## WHAT YOU WILL DO
Please copy the items below, starting at the line that contains "Could you point out the white" and ending with the last item, and swap "wooden" for "oak", leaving everything else unchanged.
┌────────
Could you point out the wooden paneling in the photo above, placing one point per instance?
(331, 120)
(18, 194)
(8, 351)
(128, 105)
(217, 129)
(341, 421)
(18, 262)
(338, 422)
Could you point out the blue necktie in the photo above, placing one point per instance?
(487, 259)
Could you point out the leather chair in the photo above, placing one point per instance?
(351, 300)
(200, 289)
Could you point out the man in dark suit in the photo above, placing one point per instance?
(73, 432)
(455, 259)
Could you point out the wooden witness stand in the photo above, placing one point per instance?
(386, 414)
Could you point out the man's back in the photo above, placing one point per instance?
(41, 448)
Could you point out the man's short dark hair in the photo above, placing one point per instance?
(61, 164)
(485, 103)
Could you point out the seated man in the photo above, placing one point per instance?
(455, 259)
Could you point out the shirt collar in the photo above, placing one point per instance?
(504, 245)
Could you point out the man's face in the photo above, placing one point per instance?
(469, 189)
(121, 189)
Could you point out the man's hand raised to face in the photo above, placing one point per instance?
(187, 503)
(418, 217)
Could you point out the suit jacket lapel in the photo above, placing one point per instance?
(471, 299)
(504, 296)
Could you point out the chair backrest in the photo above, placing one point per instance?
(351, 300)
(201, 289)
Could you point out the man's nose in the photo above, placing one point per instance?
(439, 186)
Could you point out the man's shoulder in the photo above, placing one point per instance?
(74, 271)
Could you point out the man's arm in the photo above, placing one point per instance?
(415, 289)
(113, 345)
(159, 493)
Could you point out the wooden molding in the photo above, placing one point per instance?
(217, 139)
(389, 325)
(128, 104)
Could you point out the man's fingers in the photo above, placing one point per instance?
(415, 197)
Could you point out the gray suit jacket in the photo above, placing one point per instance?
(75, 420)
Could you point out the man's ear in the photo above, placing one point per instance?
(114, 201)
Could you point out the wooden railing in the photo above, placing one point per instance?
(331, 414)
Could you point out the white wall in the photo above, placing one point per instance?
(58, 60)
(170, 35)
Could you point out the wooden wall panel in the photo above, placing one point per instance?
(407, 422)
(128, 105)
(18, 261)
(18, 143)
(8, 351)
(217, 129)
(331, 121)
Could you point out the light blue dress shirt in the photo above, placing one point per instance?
└────────
## RESULT
Could you point out the white wall in the photo above, placing one point per instance?
(58, 60)
(170, 35)
Could you point out the oak wall panel in the photo above, placing one point per instance?
(407, 422)
(128, 105)
(18, 261)
(18, 143)
(8, 351)
(217, 129)
(331, 121)
Could you point out the light blue dress shirt in the photo above, placing one point per instance?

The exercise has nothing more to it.